*WRITTEN INSTRUCTION*
Read the data and repeat all of it exactly.

Rows from a dataset:

*****

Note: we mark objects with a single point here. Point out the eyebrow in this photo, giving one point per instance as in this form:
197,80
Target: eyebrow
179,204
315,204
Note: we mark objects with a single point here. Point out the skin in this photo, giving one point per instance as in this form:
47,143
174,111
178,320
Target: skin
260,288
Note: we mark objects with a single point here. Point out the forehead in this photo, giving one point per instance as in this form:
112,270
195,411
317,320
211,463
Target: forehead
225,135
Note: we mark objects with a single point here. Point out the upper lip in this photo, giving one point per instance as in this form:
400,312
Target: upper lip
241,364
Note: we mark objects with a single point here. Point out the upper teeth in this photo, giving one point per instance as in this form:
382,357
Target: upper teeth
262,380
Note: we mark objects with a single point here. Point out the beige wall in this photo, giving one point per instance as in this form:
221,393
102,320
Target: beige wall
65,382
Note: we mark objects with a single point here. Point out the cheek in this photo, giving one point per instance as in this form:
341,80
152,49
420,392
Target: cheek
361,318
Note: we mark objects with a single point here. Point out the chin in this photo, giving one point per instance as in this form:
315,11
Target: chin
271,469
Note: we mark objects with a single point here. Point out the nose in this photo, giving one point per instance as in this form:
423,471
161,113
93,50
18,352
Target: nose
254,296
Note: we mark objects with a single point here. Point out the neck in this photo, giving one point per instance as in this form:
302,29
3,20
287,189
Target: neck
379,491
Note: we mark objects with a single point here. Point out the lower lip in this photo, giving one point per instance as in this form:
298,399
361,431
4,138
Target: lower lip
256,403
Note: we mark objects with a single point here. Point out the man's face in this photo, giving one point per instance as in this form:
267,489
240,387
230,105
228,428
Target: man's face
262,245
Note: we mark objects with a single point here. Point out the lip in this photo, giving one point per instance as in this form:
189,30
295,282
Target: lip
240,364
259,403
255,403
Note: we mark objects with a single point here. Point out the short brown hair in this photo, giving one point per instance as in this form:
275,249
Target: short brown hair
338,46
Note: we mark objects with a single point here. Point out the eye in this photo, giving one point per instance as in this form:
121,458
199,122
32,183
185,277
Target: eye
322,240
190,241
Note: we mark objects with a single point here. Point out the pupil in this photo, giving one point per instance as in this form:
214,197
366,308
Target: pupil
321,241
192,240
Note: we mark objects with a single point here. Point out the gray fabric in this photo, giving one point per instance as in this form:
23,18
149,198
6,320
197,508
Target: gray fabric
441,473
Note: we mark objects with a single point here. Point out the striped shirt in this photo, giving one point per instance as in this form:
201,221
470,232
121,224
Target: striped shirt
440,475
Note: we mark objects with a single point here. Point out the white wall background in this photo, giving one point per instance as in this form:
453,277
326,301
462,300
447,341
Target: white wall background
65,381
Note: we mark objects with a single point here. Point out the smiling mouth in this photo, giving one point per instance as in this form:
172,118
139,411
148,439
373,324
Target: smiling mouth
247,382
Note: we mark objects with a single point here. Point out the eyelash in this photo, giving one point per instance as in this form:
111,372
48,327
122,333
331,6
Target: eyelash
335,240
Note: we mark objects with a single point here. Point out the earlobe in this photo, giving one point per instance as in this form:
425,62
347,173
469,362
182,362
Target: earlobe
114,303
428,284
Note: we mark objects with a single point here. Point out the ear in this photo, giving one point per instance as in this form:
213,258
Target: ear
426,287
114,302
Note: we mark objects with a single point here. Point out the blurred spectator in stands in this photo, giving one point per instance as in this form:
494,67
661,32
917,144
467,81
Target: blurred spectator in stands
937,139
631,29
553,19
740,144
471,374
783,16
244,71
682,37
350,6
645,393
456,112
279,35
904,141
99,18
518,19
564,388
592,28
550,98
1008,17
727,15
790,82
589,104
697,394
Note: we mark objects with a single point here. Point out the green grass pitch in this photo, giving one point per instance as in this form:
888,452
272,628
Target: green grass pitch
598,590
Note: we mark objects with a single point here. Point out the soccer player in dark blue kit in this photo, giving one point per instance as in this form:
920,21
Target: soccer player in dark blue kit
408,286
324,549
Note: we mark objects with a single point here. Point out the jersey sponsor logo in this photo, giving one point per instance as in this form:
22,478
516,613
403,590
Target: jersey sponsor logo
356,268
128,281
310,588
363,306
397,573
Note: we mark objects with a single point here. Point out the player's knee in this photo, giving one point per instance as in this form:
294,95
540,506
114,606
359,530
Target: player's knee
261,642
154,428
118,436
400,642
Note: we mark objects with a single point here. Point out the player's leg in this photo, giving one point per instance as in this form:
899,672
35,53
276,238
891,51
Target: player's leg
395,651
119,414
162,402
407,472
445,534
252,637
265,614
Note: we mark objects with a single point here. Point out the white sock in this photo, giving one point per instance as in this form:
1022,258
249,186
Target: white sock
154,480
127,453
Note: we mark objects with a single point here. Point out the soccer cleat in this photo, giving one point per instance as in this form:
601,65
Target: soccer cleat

*****

*ANSWER TO THE TASK*
Note: we mark objects with a single point here. Point out the eyebrow in this photo, giving one point per instance as in this form:
197,80
Target: eyebrow
179,204
315,204
Note: we mark objects with a single point here. Point out the skin in this photo, giving one point per instance as in this form:
47,143
174,111
178,320
Target: skin
260,288
Note: we mark objects with a single point here. Point out the forehead in this photo, giving one point per instance as in this form:
112,270
195,411
317,320
211,463
Target: forehead
225,135
Note: we mark objects with a single point here. Point out the upper lip in this photo, giving one point per instance as in this form:
400,312
Target: upper lip
241,364
Note: we mark objects with a single point here. Point out the upper teeth in this photo, giving one point per instance as in this form:
382,357
Target: upper teeth
262,380
Note: we mark objects with a single point here. Point out the beige wall in this photo, giving one point per instance as in this form:
221,393
102,320
Target: beige wall
65,382
Note: we mark objects with a single point here. Point out the cheek in this photo, giving one point per instance as in this form:
341,80
152,49
420,392
Target: cheek
361,318
Note: we mark objects with a single point here. Point out the chin in this photo, giving one point per instance as in this form:
315,11
Target: chin
271,469
Note: we mark objects with a single point here. Point out the nose in this photo, giving one point per instance as in this form:
423,471
161,113
93,50
18,352
Target: nose
254,296
Note: we mark objects with a single point here. Point out the neck in this photo, giving one point per instance as in this form:
302,29
3,20
287,189
Target: neck
379,491
Note: we mark objects with a single point here. Point out the lower lip in this photo, giving one point per instance as in this form:
298,399
361,431
4,138
Target: lower lip
256,403
Note: we mark objects with a single point here. Point out the man's face in this photo, giving one point per instance as in this form:
267,489
240,387
230,105
228,428
Target: man's face
262,245
Note: we mark objects with a single point here. Point out the lip in this photo, giving one point per instance as in this form:
189,30
295,282
Target: lip
240,364
259,403
255,403
Note: we mark objects with a single point here. Point out the short brown hair in this photo, giving one point per instance as in this form:
275,249
Target: short brown hair
338,46
Note: we mark objects with a single point here. Point out the eye in this photo, giving one point per instance as in this form:
121,458
199,122
32,183
185,277
Target: eye
322,240
190,241
Note: we mark objects with a single point here. Point out the pupil in this photo, giving one point per instance as in this form:
214,197
366,308
Target: pupil
321,241
192,240
Note: we mark objects with a single point here. Point out the gray fabric in this photo, giving one point per instance as in this form:
23,18
149,198
6,320
197,508
Target: gray fabric
441,473
Note: we mark objects with a single point here. Point out the striped shirt in this photo, giving one point per instance as in this form:
201,221
470,232
121,224
Target: striped shirt
440,475
Note: we mark objects with a single point here. Point out the white wall background in this photo, giving one point per instance as in this form:
453,277
326,301
462,300
447,341
Target: white wall background
65,381
Note: we mark objects with a single point here. Point out the smiling mouth in this photo, giving one point per instance as in this form:
172,118
139,411
148,439
373,324
Target: smiling mouth
247,382
Note: we mark objects with a single point here. Point out the eyelash in this photo, giving one point per instance as in this form:
111,372
48,327
122,333
331,6
Target: eyelash
335,240
Note: we mark objects with a single point here. Point out the earlobe in this photo, giving one point per instance as in this form:
425,62
347,173
469,362
182,362
Target: earlobe
114,303
428,284
Note: we mark objects with a single point here. Point out the ear in this photo, giving one point per instance as in this form:
213,258
Target: ear
426,287
114,302
Note: we mark objects with a single point here. Point out the blurred spectator in stands in this photo, giving one point per instance as in this form:
494,67
661,32
917,144
467,81
Target: blurred spectator in stands
937,139
631,29
553,19
740,144
471,374
783,16
244,71
682,37
350,6
645,393
456,112
279,35
904,141
99,18
518,19
564,388
592,28
550,98
1008,17
727,15
790,82
589,104
697,394
Note: we mark objects with a single point here. Point out the green grass pitch in this photo, giving one point per instance as in this form:
888,452
272,628
Target: green grass pitch
598,590
Note: we mark objects with a single point here. Point out the soccer player in dark blue kit in this photo, giving one point per instance as in this form:
920,21
Target: soccer player in dark blue kit
408,286
324,549
Note: we mark objects with a single point here. Point out the jersey sponsor logo in this photo, giving one point per instance as in this form:
22,478
516,613
403,590
Target: jersey sponsor logo
356,268
128,281
310,588
363,306
397,573
Note: we mark objects with a single point here. Point out the player's knee in this photo, giving one point per instance as in this form:
294,95
540,506
114,606
359,530
Target: player's knee
261,642
154,428
118,436
400,642
Note: we mark objects with a single point here. Point out the player's leg in this photo, giving one point per instance as in this form:
899,672
35,53
276,238
891,51
Target: player's leg
395,651
119,414
162,402
407,472
445,534
252,637
265,614
Note: we mark objects with a single point here. Point out the white sock in this photo, giving one point per instance as in this form:
1022,258
249,186
Target: white sock
154,480
127,453
Note: we mark objects with a single point here. Point out the soccer cleat in this photo, giving one point per instance as in this form:
601,65
Target: soccer cleat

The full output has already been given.